*Work required*. The output should be the line containing "Query = hole in board handle" and every later line of the records, exactly as written, and nothing else.

**** Exercise data

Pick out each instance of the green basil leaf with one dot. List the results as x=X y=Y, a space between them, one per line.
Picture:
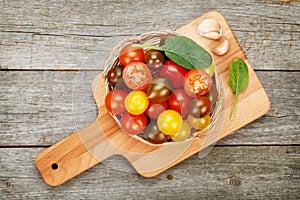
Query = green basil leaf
x=238 y=80
x=187 y=53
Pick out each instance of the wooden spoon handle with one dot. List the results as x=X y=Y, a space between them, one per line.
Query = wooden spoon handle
x=69 y=157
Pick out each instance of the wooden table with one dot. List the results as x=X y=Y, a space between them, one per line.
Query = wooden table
x=49 y=53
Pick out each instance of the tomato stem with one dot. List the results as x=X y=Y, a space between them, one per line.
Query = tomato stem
x=147 y=46
x=234 y=106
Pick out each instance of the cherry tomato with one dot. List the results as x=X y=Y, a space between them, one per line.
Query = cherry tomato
x=183 y=133
x=114 y=75
x=129 y=54
x=154 y=109
x=136 y=102
x=133 y=124
x=197 y=83
x=154 y=58
x=169 y=122
x=159 y=90
x=200 y=107
x=153 y=135
x=180 y=101
x=114 y=101
x=199 y=123
x=174 y=72
x=213 y=94
x=137 y=75
x=210 y=70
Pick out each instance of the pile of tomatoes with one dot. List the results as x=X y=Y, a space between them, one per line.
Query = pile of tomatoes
x=158 y=99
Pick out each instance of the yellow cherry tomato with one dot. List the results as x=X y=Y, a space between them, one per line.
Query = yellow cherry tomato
x=210 y=70
x=199 y=123
x=169 y=122
x=183 y=133
x=136 y=102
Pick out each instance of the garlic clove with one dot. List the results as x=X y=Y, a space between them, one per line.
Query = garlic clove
x=211 y=35
x=210 y=29
x=222 y=48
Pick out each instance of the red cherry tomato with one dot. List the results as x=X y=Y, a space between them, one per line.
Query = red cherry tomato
x=197 y=82
x=133 y=124
x=180 y=101
x=154 y=58
x=154 y=109
x=137 y=75
x=159 y=90
x=200 y=106
x=114 y=101
x=174 y=72
x=129 y=54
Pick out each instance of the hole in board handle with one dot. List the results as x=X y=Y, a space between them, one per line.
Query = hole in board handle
x=54 y=166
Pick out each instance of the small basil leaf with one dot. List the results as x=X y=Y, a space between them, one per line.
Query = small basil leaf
x=183 y=50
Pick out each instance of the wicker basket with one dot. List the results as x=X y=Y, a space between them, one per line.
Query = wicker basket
x=156 y=38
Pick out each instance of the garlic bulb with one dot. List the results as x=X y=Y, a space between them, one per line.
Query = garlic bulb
x=210 y=29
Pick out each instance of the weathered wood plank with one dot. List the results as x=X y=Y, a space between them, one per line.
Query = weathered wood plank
x=226 y=172
x=79 y=35
x=43 y=107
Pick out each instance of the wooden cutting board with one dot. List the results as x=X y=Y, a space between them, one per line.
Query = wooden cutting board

********

*Task response*.
Query = hole in board handle
x=54 y=166
Pick out each instance of the small basil leaf with one dot. List the results as x=X y=Y, a space between them, one per line.
Query = small basil leaf
x=183 y=50
Pick out each instance of the wicker basket with one dot. List the results as x=X y=Y, a space between them, one per line.
Query = wicker basket
x=156 y=38
Pick out each instance of the garlic bulb with one dot. List the results as x=X y=Y, a space between them, one per line.
Query = garlic bulb
x=210 y=29
Pick out each instance of the weathered wood plank with one dot. List the results as x=X y=Y, a space between them, one per line.
Query = weathered wood plank
x=226 y=172
x=79 y=35
x=43 y=107
Pick out each instance of the wooden cutting board with one dot. List the results as x=X y=Y, a space between them, one per line.
Query = wooden cutting board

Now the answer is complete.